[start of READING TEXT]
You are viewing a plain text version of this content. The canonical link for it is here.
Posted to issues@spark.apache.org by "Sean Owen (JIRA)" <ji...@apache.org> on 2015/09/23 15:11:05 UTC
[jira] [Resolved] (SPARK-6161) sqlCtx.parquetFile(dataFilePath)
throws NPE when using s3, but OK when using local filesystem
[ https://issues.apache.org/jira/browse/SPARK-6161?page=com.atlassian.jira.plugin.system.issuetabpanels:all-tabpanel ]
Sean Owen resolved SPARK-6161.
------------------------------
Resolution: Not A Problem
I think this is maybe a question for user@ first, but also, appears to be an S3 problem.
> sqlCtx.parquetFile(dataFilePath) throws NPE when using s3, but OK when using local filesystem
> ---------------------------------------------------------------------------------------------
>
> Key: SPARK-6161
> URL: https://issues.apache.org/jira/browse/SPARK-6161
> Project: Spark
> Issue Type: Question
> Components: Spark Submit
> Affects Versions: 1.2.1
> Environment: MacOSX 10.10, S3
> Reporter: Marshall
>
> Using some examples from Spark summit 2014 and spark1.2.1, we converted 15 pipe-separated raw text files (with on avg 100k lines) individually
> to parquet file format using the following code:
> JavaSchemaRDD schemaXXXXData = sqlCtx.applySchema(xxxxData, XXXXRecord.class);
> schemaXXXXData.registerTempTable("xxxxdata");
> schemaXXXXData.saveAsParquetFile(output);
> We took the results of each folder and renamed the part file to match the original filename plus .parquet and dropped them all into one directory.
> We created a java class that we then invoke using a spark-1.2.1/bin/spark-submit command...
> SparkConf sparkConf = new SparkConf().setAppName("XXXXX");
> JavaSparkContext ctx = new JavaSparkContext(sparkConf);
> JavaSQLContext sqlCtx = new JavaSQLContext(ctx);
>
> final String dataFilePath = "/tmp/xxxxprocessor/xxxxsamplefiles_parquet";
> //final String dataFilePath = inputPath;
> // Create a JavaSchemaRDD from the file(s) pointed to by path
> JavaSchemaRDD xxxxData = sqlCtx.parquetFile(dataFilePath);
> GOOD: when we run our spark app locally (specifying dataFilePath as a full filename of ONE specific parquet on local filesystem), all is well... the 'sqlCtx.parquetFile(dataFilePath);' command finds the file and proceeds.
> GOOD: when we run our spark app locally (specifying dataFilePath as a the directory that contains all the parquet files), all is well... the 'sqlCtx.parquetFile(dataFilePath);' command rips thru each file in the dataFilePath directory and proceeds.
[end of READING TEXT]
TASK TO COMPLETE: In the Spark issue report, what resolution was recorded for SPARK-6161? The records have no connection to the Spark issue report.
[start of RECORD LIST]
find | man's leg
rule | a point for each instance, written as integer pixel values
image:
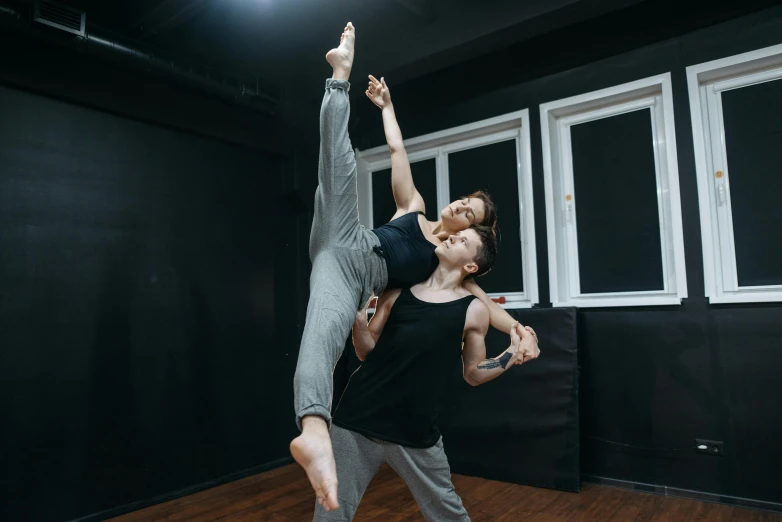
(358, 460)
(428, 475)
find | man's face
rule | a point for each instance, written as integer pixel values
(460, 250)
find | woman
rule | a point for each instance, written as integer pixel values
(350, 263)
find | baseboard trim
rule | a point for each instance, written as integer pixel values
(685, 493)
(141, 504)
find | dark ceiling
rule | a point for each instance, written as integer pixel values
(284, 41)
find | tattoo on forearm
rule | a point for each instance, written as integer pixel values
(504, 359)
(490, 364)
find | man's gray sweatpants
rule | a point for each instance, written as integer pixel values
(426, 472)
(345, 269)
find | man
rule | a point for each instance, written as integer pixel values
(389, 410)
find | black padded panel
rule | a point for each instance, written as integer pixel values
(425, 179)
(753, 138)
(616, 204)
(494, 168)
(522, 427)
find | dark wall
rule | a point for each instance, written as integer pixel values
(652, 379)
(142, 351)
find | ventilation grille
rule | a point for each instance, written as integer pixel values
(60, 16)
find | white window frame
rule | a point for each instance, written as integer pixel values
(653, 94)
(706, 82)
(438, 145)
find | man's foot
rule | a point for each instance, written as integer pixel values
(341, 58)
(312, 450)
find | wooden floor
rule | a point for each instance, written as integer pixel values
(284, 495)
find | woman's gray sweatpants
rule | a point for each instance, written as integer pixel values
(426, 472)
(345, 269)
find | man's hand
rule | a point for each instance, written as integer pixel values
(378, 92)
(528, 345)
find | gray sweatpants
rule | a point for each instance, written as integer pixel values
(426, 472)
(345, 269)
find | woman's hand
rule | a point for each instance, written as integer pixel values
(378, 92)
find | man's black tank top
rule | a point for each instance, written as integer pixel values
(409, 256)
(397, 394)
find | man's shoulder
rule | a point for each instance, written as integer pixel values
(477, 315)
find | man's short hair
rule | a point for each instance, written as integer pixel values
(487, 252)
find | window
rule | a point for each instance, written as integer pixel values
(736, 107)
(612, 197)
(491, 155)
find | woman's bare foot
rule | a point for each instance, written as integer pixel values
(341, 58)
(312, 450)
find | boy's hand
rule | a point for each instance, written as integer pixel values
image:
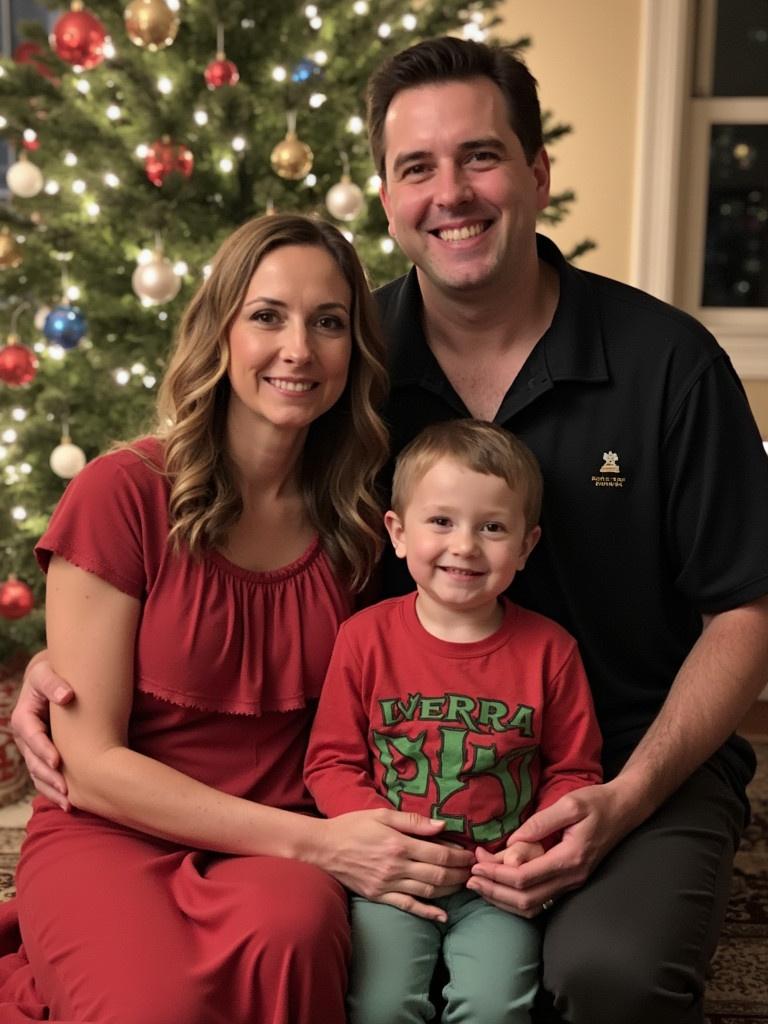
(518, 852)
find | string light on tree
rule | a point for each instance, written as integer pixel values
(151, 24)
(28, 52)
(292, 159)
(25, 178)
(10, 251)
(79, 37)
(220, 72)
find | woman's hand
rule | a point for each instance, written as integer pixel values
(30, 724)
(377, 855)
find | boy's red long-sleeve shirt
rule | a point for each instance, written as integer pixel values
(478, 734)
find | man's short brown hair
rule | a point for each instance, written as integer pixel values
(446, 59)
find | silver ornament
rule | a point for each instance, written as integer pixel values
(67, 459)
(344, 200)
(156, 282)
(25, 178)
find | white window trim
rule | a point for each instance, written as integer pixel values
(667, 218)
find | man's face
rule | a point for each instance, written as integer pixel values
(460, 197)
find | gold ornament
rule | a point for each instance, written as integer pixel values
(10, 252)
(291, 158)
(151, 24)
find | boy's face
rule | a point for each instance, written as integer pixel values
(463, 535)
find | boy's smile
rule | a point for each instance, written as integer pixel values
(464, 537)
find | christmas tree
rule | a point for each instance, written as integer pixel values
(142, 137)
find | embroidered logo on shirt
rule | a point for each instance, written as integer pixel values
(609, 472)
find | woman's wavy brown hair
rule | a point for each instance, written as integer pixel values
(345, 448)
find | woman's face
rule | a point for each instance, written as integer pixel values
(291, 342)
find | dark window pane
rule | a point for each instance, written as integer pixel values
(741, 48)
(736, 247)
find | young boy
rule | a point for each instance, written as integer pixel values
(458, 705)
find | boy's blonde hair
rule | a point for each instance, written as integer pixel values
(480, 446)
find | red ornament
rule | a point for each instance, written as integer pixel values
(165, 157)
(17, 364)
(26, 53)
(221, 72)
(15, 599)
(79, 38)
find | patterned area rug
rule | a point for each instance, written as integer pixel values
(737, 992)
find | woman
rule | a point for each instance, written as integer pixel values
(196, 581)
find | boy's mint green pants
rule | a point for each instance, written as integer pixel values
(492, 960)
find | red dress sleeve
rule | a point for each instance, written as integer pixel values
(107, 520)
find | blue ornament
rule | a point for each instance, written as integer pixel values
(304, 70)
(65, 326)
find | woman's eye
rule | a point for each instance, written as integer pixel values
(331, 324)
(264, 316)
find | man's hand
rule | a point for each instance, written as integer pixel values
(590, 821)
(30, 724)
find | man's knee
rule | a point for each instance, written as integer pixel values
(609, 978)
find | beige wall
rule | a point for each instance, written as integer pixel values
(585, 56)
(758, 394)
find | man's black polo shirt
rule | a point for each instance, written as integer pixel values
(655, 496)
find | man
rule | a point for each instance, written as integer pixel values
(654, 547)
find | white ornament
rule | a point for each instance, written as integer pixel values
(67, 459)
(25, 178)
(344, 200)
(156, 282)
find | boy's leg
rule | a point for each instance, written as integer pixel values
(493, 960)
(393, 956)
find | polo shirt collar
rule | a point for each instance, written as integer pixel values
(571, 349)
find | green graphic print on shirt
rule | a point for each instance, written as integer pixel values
(462, 755)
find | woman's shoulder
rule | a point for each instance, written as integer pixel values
(139, 462)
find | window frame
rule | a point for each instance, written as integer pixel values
(672, 173)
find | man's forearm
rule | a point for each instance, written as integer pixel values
(717, 684)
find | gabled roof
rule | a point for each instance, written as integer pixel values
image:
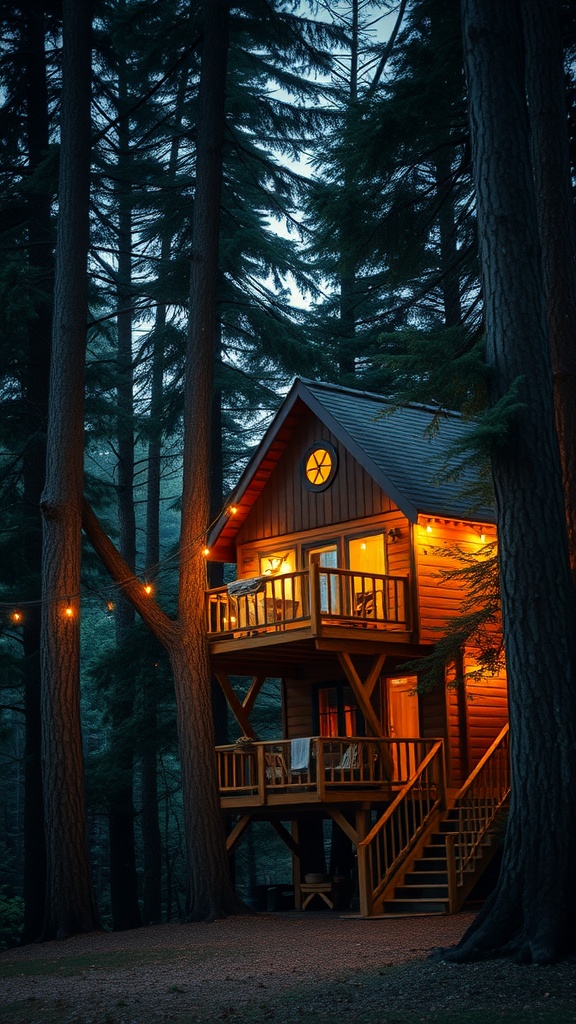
[end of RECORD LIST]
SOLUTION: Not A Problem